Die freie Linux-Distribution Knoppix vereint die bekanntesten Linux-Anwendungen aus den Bereichen Multimedia, Grafik, Office und Programmierung auf einer einzigen Live-DVD. Zudem enthält Knoppix 5.2 sechs aktuelle Open-Source-Virtualisierungslösungen wie Xen, OpenVZ und Qemu schlüsselfertig - der Artikel ab Seite 156 beschäftigt sich eingehend mit deren Möglichkeiten.

Der Benutzer kann zum Beispiel nach Herzenslust sämtliche gängigen Window-Manager einfach über ein paar Mausklicks ausprobieren. Ein besonderes Highlight ist dabei der 3D-Window-Manager Beryl, der nicht nur optische Akzente setzt, sondern auch einige praktische Funktionen mitbringt. Für Unterhaltung sorgen die Multimedia-Anwendungen, allen voran der Video-Player und -Recorder Kaffeine, sowie dutzende Spiele.

Natürlich fehlt es Knoppix auch nicht an Internet-Applikationen. Neben dem Browser Konqueror enthält die Version 5.2 den Firefox-Abkömmling Iceweasel sowie den Mail-Client Icedove, der von Thunderbird abgeleitet ist. Die Internetkonfiguration ist mit wenigen Mausklicks zu bewerkstelligen, egal ob mit Modem, ISDN-Karte oder wie heute üblich per DSL-Modem oder -Router.

Auf den meisten Rechnern startet Knoppix nach Einlegen der DVD automatisch und ohne Probleme, sofern Sie im BIOS die Boot-Reihenfolge so geändert haben, dass das DVD-Laufwerk vor der Festplatte an die Reihe kommt. Die Distribution stützt sich auf eine ausgefeilte Hardware-Erkennung, vertraut ihr aber nicht blind - so verwendet Knoppix standardmäßig eine Farbtiefe von 16 Bit und begrenzt die Auflösung auf 1024 x 768 Pixel, wann immer sich Monitor und Grafikkarte bezüglich der Video-Modi und -Frequenzen nicht einig sind. Dies ist auf TFT-Displays jedoch nur selten eine angenehme Darstellung. Mit der Eingabe von knoppix screen=1280x1024 depth=24 am Boot-Prompt, kurz nachdem die Knoppix-DVD gestartet hat, schalten Sie auf die höhere SXGA-Auflösung bei 24 Bit Farbtiefe um. Die 3D-Unterstützung wird durch Anfügen des Parameters „3d“ aktiviert, Knoppix verwendet dann automatisch den 3D-Window-Manager Beryl, sofern Sie eine der unterstützten 3D-fähigen Grafikkarten haben. Was Sie unternehmen können, falls Knoppix auf Ihrem Rechner gar nicht startet, erklärt der Kasten in c't 7/07 auf Seite 154.

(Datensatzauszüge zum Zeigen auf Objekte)
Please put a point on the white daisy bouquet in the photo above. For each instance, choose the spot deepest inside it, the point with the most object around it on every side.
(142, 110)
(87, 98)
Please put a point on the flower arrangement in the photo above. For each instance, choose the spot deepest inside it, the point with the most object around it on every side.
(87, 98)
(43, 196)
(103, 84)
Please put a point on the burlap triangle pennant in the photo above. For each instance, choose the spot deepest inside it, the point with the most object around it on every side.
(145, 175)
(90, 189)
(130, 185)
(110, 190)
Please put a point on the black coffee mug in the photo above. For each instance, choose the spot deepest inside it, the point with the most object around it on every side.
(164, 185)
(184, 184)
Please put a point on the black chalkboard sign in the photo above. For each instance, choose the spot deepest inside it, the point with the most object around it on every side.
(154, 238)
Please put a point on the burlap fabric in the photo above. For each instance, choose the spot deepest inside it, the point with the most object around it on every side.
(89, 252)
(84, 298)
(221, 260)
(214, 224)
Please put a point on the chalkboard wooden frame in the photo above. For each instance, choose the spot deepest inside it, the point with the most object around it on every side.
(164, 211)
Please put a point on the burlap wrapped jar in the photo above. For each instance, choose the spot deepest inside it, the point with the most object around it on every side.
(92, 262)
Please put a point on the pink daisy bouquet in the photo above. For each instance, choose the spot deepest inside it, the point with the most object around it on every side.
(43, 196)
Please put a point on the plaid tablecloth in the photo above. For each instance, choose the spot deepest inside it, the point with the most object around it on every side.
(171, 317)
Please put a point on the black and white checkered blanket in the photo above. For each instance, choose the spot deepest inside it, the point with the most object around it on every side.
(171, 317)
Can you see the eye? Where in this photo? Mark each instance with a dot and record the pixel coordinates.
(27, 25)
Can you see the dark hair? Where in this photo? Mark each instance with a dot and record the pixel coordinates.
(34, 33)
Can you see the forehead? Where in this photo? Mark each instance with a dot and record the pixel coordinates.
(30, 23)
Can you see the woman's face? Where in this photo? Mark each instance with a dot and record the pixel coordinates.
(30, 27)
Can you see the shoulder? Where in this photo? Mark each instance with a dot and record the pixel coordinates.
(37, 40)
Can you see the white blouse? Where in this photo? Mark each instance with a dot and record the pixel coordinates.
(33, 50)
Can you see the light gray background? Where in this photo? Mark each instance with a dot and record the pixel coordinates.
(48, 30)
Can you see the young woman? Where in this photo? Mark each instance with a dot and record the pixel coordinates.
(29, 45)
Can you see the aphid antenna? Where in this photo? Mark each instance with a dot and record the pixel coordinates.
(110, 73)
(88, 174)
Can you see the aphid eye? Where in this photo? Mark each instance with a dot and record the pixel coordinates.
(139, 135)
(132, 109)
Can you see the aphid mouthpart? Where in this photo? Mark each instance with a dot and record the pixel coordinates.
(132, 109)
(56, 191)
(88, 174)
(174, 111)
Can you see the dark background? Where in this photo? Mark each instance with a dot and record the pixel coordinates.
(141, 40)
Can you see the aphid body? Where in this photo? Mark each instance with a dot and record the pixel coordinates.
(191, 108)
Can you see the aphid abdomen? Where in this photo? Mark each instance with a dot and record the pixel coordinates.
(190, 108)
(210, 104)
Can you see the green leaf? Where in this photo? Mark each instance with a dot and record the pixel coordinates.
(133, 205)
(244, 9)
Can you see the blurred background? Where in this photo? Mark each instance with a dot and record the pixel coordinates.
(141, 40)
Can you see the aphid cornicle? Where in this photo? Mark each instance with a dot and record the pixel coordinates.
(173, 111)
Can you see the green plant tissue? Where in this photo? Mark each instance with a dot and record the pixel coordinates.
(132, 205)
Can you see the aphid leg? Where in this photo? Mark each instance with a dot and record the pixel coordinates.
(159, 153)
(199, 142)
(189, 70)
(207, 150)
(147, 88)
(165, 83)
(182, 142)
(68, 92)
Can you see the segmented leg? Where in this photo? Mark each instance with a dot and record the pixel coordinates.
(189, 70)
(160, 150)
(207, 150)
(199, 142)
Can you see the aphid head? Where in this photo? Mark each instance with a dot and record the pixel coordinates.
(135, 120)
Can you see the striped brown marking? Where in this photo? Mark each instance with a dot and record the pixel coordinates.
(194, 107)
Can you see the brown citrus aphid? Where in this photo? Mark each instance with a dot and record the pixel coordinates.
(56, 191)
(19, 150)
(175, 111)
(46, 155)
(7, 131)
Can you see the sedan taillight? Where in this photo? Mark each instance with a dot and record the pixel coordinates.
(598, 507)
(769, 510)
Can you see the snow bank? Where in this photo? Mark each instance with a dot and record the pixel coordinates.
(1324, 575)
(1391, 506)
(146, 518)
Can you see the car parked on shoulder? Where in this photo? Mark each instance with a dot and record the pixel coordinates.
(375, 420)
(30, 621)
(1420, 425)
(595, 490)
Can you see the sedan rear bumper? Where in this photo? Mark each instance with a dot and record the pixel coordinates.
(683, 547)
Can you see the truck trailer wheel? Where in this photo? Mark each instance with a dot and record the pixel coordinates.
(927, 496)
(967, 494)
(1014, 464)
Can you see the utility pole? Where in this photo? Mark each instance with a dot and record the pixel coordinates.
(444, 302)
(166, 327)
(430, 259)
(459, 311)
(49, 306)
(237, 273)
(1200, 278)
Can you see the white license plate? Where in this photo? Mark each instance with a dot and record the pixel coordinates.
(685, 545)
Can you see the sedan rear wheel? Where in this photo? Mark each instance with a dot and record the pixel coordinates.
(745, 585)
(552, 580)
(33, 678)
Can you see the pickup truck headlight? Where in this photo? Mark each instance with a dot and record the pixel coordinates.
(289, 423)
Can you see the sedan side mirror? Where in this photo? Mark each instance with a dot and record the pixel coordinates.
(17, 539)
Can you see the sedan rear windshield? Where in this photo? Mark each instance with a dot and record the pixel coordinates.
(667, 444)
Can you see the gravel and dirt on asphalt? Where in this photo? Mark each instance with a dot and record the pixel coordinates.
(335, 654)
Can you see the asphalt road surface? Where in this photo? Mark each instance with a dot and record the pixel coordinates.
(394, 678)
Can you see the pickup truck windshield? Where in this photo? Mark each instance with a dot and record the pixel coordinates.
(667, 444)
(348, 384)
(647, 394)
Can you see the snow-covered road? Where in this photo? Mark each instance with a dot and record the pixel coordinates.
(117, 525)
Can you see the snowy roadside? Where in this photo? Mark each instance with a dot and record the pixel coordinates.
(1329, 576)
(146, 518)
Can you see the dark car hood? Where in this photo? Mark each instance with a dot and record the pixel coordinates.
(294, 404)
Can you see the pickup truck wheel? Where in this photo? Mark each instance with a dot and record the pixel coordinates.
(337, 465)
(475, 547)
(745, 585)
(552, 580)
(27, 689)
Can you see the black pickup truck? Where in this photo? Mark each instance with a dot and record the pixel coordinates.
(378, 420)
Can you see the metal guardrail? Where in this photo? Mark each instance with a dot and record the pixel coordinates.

● Übungsaufgaben
1. Aktualisiere den Knoppix-Text von „Der Benutzer kann“ bis „DSL-Modem oder -Router.“, indem du „Mausklicks“ durch „Tastenkombinationen“ ersetzt.
2. Führe den Text über Knoppix im Anschluss an seinen letzten Satz weiter.

● Lösungen nach Aufgaben
1.
Der Benutzer kann zum Beispiel nach Herzenslust sämtliche gängigen Window-Manager einfach über ein paar Tastenkombinationen ausprobieren. Ein besonderes Highlight ist dabei der 3D-Window-Manager Beryl, der nicht nur optische Akzente setzt, sondern auch einige praktische Funktionen mitbringt. Für Unterhaltung sorgen die Multimedia-Anwendungen, allen voran der Video-Player und -Recorder Kaffeine, sowie dutzende Spiele.

Natürlich fehlt es Knoppix auch nicht an Internet-Applikationen. Neben dem Browser Konqueror enthält die Version 5.2 den Firefox-Abkömmling Iceweasel sowie den Mail-Client Icedove, der von Thunderbird abgeleitet ist. Die Internetkonfiguration ist mit wenigen Tastenkombinationen zu bewerkstelligen, egal ob mit Modem, ISDN-Karte oder wie heute üblich per DSL-Modem oder -Router.

2.
Obwohl Knoppix die Festplatte des Rechners nicht anrührt, haben Sie dennoch die Möglichkeit, Dateien aus dem Internet herunterzuladen oder auch bestehende Dateien von Knoppix zu verändern. Sie können sogar zusätzliche Programme aus dem Internet installieren. Dies ermöglicht das Union-Dateisystem, das neue oder veränderte Dateien in einer RAM-Disk speichert und die Originaldateien der DVD damit verdeckt. Im Betrieb bemerken Sie das nicht, allerdings gehen sämtliche Dateien der RAM-Disk bei jedem Neustart von Knoppix verloren und Sie müssen Ihre Einstellungen stets von neuem vornehmen.

Abhilfe schafft das permanente Knoppix-Image. Das zugehörige Einrichtungsprogramm finden Sie im Knoppix-Menü (zweites Symbol von links) der Startleiste unter „Konfiguration“. Damit erzeugt Knoppix auf einer Festplatte oder einem USB-Stick die Datei knoppix.img und bindet sie als Linux-Dateisystem anstelle der RAM-Disk ins System ein. Die standardmäßig vorgeschlagenen 100 MByte reichen für praktisch alle Konfigurationsmöglichkeiten. In der Auswahlliste für den Speicherort des Knoppix-Image zeigt das Konfigurationsprogramm lediglich die Gerätenamen samt Pfad an. Ob es sich dabei um einen USB-Stick oder eine Ihrer Festplattenpartitionen handelt, erfahren Sie mit einem Blick auf den Desktop - dort steht der Gerätename in eckigen Klammern hinter der Laufwerksbezeichnung.

Beim nächsten Start sucht Knoppix auf allen erreichbaren Laufwerken nach seiner Image-Datei und bindet sie nach Rückfrage ein. Geänderte oder neue Dateien landen dann nicht mehr länger in der RAM-Disk, sondern auf dem Knoppix-Image. So stehen Ihnen Ihre Änderungen auch nach einem Neustart wieder zur Verfügung. Haben Sie Ihre Versuche mit Knoppix beendet und wollen auch das Knoppix-Image wieder loswerden, löschen Sie es einfach von der Platte oder dem USB-Stick.

Aufmerksame Benutzer werden feststellen, dass Knoppix bei jedem Einbinden des Image einen Dateisystem-Check auslöst und nicht selten Fehler automatisch korrigiert. Die Ursache liegt darin, dass das Knoppix-Image beim Herunterfahren nicht rechtzeitig wieder freigegeben wird und Knoppix dies beim nächsten Einbinden bemerkt. Sie können diese Fehlermeldungen jedoch getrost ignorieren.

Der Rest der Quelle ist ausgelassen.